-- Begin Source document --

Active customers up 50% year over year
Send volume up 40% year over year
Revenue up 50% year over year

SEATTLE, May 03, 2023 (GLOBE NEWSWIRE) -- Remitly Global, Inc. (NASDAQ: RELY), a leading digital financial services provider for immigrants and their families in over 170 countries around the world, reported results for the first quarter ended March 31, 2023.

“We are pleased to have achieved another strong quarter as we remain focused on delivering a superior and trusted experience for our customers,” said Matt Oppenheimer, co-founder and Chief Executive Officer, Remitly. “Remitly’s strategy of making long-term, customer-centric investments, along with the benefits of our increasing scale, have created significant competitive advantages. Looking ahead, we expect to continue driving strong top-line results along with sustainable and increasing returns from our investments.”

First Quarter 2023 Highlights and Key Operating Data
(All comparisons relative to the first quarter of 2022)

  • Active customers increased to 4.6 million, from 3.0 million, up 50%.
  • Send volume increased to $8.5 billion, from $6.1 billion, up 40%.
  • Revenue totaled $203.9 million, compared to $136.0 million, up 50%.
  • Net loss was $28.3 million, compared to a net loss of $23.3 million.
  • Adjusted EBITDA was $5.4 million, compared to $(12.1) million.

2023 Financial Outlook
For fiscal year 2023, Remitly currently expects:

  • Total revenue in the range of $875 million to $895 million, representing a growth rate of 34% to 37% year over year. This outlook reflects an increase from our prior outlook of $860 million to $880 million.
  • To remain in a GAAP net loss position for 2023 and for Adjusted EBITDA to be in the range of $5 million and $15 million. This outlook reflects an increase from our prior Adjusted EBITDA outlook of between breakeven and $10 million.

Reconciliation of GAAP to Non-GAAP Financial Measures
A reconciliation of GAAP to non-GAAP financial measures has been provided in the financial statement tables included in this earnings release. An explanation of these measures is also included below under the heading “Non-GAAP Financial Measures.” We have not provided a quantitative reconciliation of forecasted Adjusted EBITDA to forecasted GAAP net income (loss) or to forecasted GAAP income (loss) before income taxes within this earnings release because we cannot, without unreasonable effort, calculate certain reconciling items with confidence due to the variability, complexity, and limited visibility of the adjusting items that would be excluded from forecasted Adjusted EBITDA. These items include, but are not limited to, income taxes and stock-based compensation expense, which are directly impacted by unpredictable fluctuations in the market price of our common stock. The variability of these items could have a significant impact on our future GAAP financial results.

Note: All percentage changes described within this press release are calculated using amounts in the Company’s Annual Reports on Form 10-K and Quarterly Reports on Form 10-Q filed with the Securities and Exchange Commission (the “SEC”), for which revenue and active customers are presented in thousands and send volume is presented in millions. Rounding differences may occur when individually calculating percentages or totals from rounded amounts included within the press release body as compared to the amounts included with the Company’s SEC filings.

-- End Source document --

--- Exercise set ---
a – Using the Remitly earnings release, answer each question:
(i) How many active customers did Remitly report for the first quarter of 2023?
(ii) What was the prior outlook for total revenue for fiscal year 2023?
(iii) Which two items does the release name as directly impacted by unpredictable fluctuations in the market price of the company's common stock?
b – Reproduce everything in the Remitly earnings release from "2023 Financial Outlook" down to "to $880 million.".
c – According to the Remitly earnings release, why is there no quantitative reconciliation of forecasted Adjusted EBITDA to forecasted GAAP net income (loss)? Answer in one to three sentences.

-- Begin Raw data --

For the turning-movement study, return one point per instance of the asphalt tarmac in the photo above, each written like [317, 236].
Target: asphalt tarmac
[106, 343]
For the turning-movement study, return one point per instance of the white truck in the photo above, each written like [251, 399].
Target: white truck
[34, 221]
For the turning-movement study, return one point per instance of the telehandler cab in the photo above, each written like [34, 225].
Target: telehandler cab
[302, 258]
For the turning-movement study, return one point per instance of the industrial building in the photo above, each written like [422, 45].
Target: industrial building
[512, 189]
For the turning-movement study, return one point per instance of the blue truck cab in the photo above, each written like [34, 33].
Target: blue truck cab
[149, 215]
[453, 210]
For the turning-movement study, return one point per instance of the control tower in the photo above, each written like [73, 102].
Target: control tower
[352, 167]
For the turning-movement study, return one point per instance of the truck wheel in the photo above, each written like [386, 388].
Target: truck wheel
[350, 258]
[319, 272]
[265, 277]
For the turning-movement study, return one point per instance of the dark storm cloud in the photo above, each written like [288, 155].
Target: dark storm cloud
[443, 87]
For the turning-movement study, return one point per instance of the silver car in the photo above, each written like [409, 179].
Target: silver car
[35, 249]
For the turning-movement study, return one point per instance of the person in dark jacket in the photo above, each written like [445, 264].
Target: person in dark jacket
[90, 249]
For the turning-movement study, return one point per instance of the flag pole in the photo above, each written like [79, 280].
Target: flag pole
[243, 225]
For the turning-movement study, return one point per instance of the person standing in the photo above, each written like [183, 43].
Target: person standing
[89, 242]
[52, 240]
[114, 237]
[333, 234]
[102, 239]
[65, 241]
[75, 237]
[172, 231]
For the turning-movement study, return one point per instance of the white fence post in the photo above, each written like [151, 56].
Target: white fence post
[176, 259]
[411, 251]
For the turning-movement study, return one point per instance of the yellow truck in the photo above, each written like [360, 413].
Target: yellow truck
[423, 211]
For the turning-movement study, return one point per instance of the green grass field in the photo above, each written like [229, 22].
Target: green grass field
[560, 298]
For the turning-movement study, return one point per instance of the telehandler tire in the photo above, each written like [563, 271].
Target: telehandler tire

-- End Raw data --

--- Solutions to the problems ---
a –
(i) 4.6 million
(ii) $860 million to $880 million
(iii) Income taxes and stock-based compensation expense

b –
2023 Financial Outlook
For fiscal year 2023, Remitly currently expects:

  • Total revenue in the range of $875 million to $895 million, representing a growth rate of 34% to 37% year over year. This outlook reflects an increase from our prior outlook of $860 million to $880 million.

c – The company cannot, without unreasonable effort, calculate certain reconciling items with confidence, because the adjusting items excluded from forecasted Adjusted EBITDA are variable and complex and offer limited visibility. These items include income taxes and stock-based compensation expense, which are directly affected by unpredictable fluctuations in the market price of its common stock.